Stocks in Indonesia, Thailand and the Philippines fell, with the Philippine Stock Exchange down by more than 6%.

India's rupee hit a new all-time low, while the Indonesia rupiah fell to its lowest level since 2009.

The programme has been used by the US Fed to boost liquidity in the market, a part of which has flowed into Asia, lifting assets price in recent years.

On Wednesday, the minutes of the July meeting of the US central bank, the Federal Reserve, showed that officials were "broadly comfortable" with plans to scale back the $85bn (£54bn) a month bond-buying programme.

While the minutes did not reveal any clues about when the measure may be tapered, analysts said that they did reinforce the view that the tapering will happen.

"Most analysts still expect tapering to start in September, or at the bare minimum a September announcement and implementation through October and November,'" said Stan Shamu, a market strategist at IG Markets in Melbourne.

[What the task asks] Copy the market report from "On Wednesday, the" up to and including "tapering will happen.", with "notes" in place of every "minutes". The records after this point are separate material with no connection to the market report.

[Given entries]
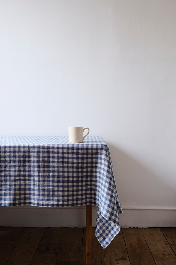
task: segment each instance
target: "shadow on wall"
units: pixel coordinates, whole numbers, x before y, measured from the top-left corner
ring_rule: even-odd
[[[145,157],[143,154],[137,159],[119,148],[108,145],[122,208],[176,209],[176,189],[170,183],[174,175],[170,171],[165,175],[166,165],[155,167],[152,158]]]

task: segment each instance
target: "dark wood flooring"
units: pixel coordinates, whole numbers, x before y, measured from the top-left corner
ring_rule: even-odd
[[[92,265],[176,265],[176,228],[122,228],[104,250],[92,228]],[[83,228],[0,227],[0,265],[83,265]]]

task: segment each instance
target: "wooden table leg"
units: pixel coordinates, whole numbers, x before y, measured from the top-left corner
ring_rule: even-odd
[[[86,205],[86,265],[90,265],[91,262],[92,209],[92,205],[90,204]]]

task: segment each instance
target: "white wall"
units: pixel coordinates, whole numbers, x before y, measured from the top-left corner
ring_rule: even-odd
[[[174,0],[1,0],[1,134],[89,127],[123,208],[176,209],[176,14]]]

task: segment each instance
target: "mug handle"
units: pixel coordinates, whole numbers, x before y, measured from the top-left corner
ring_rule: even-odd
[[[85,138],[85,137],[86,137],[87,136],[87,135],[88,135],[89,134],[89,133],[90,132],[90,130],[89,130],[89,129],[88,128],[84,128],[83,129],[83,132],[84,131],[84,130],[85,130],[85,129],[87,129],[89,131],[88,132],[87,132],[87,134],[86,135],[85,135],[85,136],[83,137],[83,140],[84,140],[84,138]]]

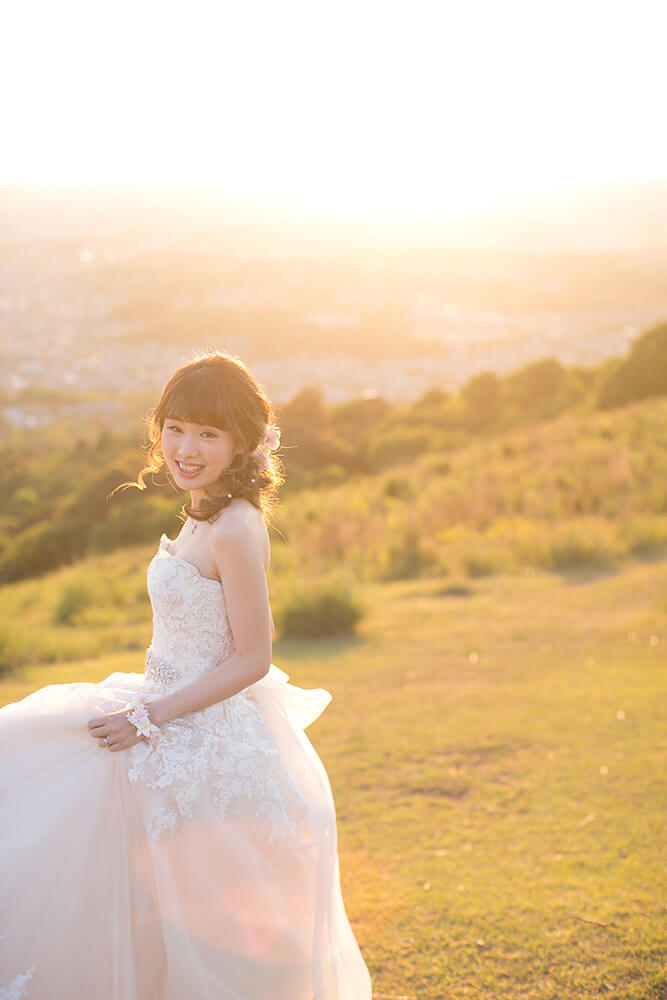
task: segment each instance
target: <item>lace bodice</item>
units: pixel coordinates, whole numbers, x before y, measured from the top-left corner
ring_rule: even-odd
[[[162,535],[147,573],[153,637],[140,689],[158,697],[192,683],[234,652],[222,584],[172,555],[169,542]],[[219,816],[252,809],[269,840],[293,836],[303,814],[301,796],[249,689],[171,719],[150,742],[131,747],[128,760],[152,841],[196,820],[202,796],[210,796]]]
[[[169,544],[162,535],[148,567],[150,648],[157,660],[173,668],[173,679],[192,681],[226,660],[234,640],[220,581],[202,576],[193,563],[173,555]]]

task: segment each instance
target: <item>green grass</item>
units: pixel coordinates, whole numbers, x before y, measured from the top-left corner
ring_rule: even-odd
[[[110,578],[134,589],[138,555]],[[34,628],[59,591],[13,585],[5,609],[30,588]],[[667,562],[364,593],[357,636],[281,640],[274,661],[334,695],[309,735],[376,997],[664,1000]],[[145,645],[142,614],[125,638]],[[25,664],[0,701],[142,669],[138,647],[99,643]]]

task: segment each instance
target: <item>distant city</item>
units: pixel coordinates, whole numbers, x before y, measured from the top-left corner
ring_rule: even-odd
[[[6,426],[122,418],[124,397],[150,401],[210,346],[248,360],[278,403],[311,385],[331,402],[397,401],[543,357],[596,365],[667,318],[667,254],[655,248],[346,245],[341,234],[315,241],[236,220],[198,230],[168,217],[146,228],[108,215],[6,221]]]

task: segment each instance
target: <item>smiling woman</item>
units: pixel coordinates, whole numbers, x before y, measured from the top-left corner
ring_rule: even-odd
[[[371,1000],[304,732],[331,696],[271,663],[270,403],[205,354],[150,438],[134,485],[166,464],[190,503],[148,567],[145,671],[0,709],[0,995]]]

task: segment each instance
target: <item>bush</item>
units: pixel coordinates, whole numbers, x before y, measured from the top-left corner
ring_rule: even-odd
[[[352,583],[345,577],[330,576],[289,587],[276,619],[285,638],[320,638],[353,632],[363,615]]]
[[[85,580],[69,583],[60,595],[53,620],[57,625],[71,625],[95,600],[94,591]]]
[[[628,358],[615,365],[603,381],[598,406],[611,409],[637,399],[667,394],[667,323],[639,337]]]

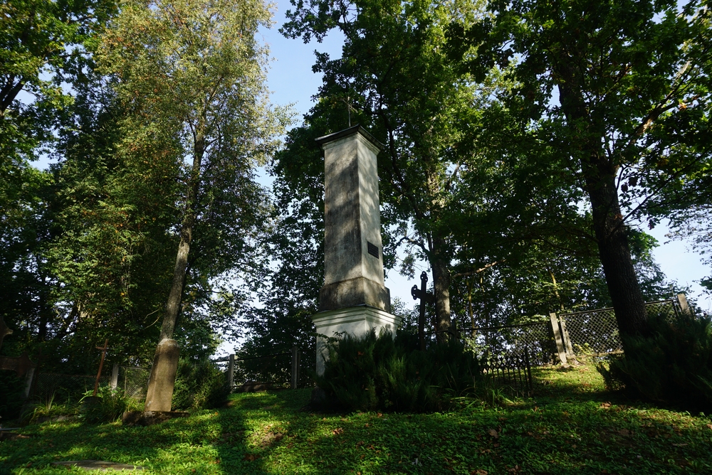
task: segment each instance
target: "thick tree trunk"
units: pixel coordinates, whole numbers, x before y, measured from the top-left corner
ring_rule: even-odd
[[[438,332],[438,343],[446,341],[452,331],[450,316],[450,269],[449,261],[441,255],[444,242],[441,238],[433,238],[433,257],[430,266],[433,269],[433,287],[435,297],[435,331]]]
[[[618,166],[602,150],[601,144],[605,138],[605,131],[589,115],[581,93],[581,77],[565,58],[556,69],[557,75],[564,80],[559,85],[562,110],[569,122],[568,127],[575,127],[577,131],[572,137],[574,141],[571,144],[572,152],[580,157],[585,191],[591,201],[599,256],[619,330],[625,335],[646,334],[645,301],[633,267],[626,234],[627,227],[623,222],[618,201],[616,188]],[[578,149],[575,150],[577,147]]]
[[[593,228],[616,321],[625,335],[648,333],[645,301],[633,267],[614,176],[589,180]]]
[[[188,267],[190,245],[193,240],[193,225],[195,223],[195,206],[200,184],[200,166],[204,154],[204,139],[201,134],[197,134],[194,146],[193,166],[191,169],[190,181],[186,193],[185,215],[181,223],[180,242],[176,255],[176,264],[173,268],[173,280],[168,292],[166,309],[163,314],[161,324],[159,341],[164,338],[173,338],[176,321],[180,311],[183,299],[183,289],[185,287],[185,274]]]
[[[181,230],[176,264],[173,268],[173,280],[171,282],[171,289],[168,292],[168,300],[166,301],[166,309],[163,314],[163,323],[161,325],[161,336],[159,341],[163,338],[173,338],[178,312],[180,311],[181,301],[183,299],[185,270],[188,266],[188,255],[190,253],[192,235],[192,225],[185,226]]]

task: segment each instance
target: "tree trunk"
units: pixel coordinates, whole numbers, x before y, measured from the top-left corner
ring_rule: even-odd
[[[451,320],[450,317],[450,269],[449,261],[441,255],[444,246],[442,238],[433,238],[433,257],[430,266],[433,269],[433,287],[435,297],[435,331],[438,332],[438,343],[449,339]]]
[[[615,178],[602,176],[589,183],[593,229],[618,329],[624,335],[647,334],[645,301],[633,267]]]
[[[624,335],[646,334],[645,301],[633,267],[626,234],[627,227],[623,222],[618,201],[618,166],[602,149],[605,130],[589,114],[581,92],[580,75],[567,60],[559,63],[555,69],[563,79],[559,85],[559,97],[567,127],[577,129],[577,134],[572,137],[575,143],[571,144],[571,151],[577,152],[580,157],[585,191],[591,201],[599,257],[619,330]],[[578,150],[575,150],[576,147]]]
[[[194,146],[193,166],[186,192],[186,204],[183,223],[181,223],[180,242],[176,255],[176,264],[173,268],[173,280],[171,289],[168,292],[163,322],[161,324],[159,341],[164,338],[173,338],[178,312],[180,311],[181,301],[183,299],[183,289],[185,287],[185,273],[188,267],[188,257],[190,254],[190,244],[193,240],[193,225],[195,223],[195,201],[198,196],[200,184],[200,166],[204,154],[204,139],[198,134]]]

[Result of the exercise]
On Wednesday, the notes of the July meeting of the US central bank, the Federal Reserve, showed that officials were "broadly comfortable" with plans to scale back the $85bn (£54bn) a month bond-buying programme.

While the notes did not reveal any clues about when the measure may be tapered, analysts said that they did reinforce the view that the tapering will happen.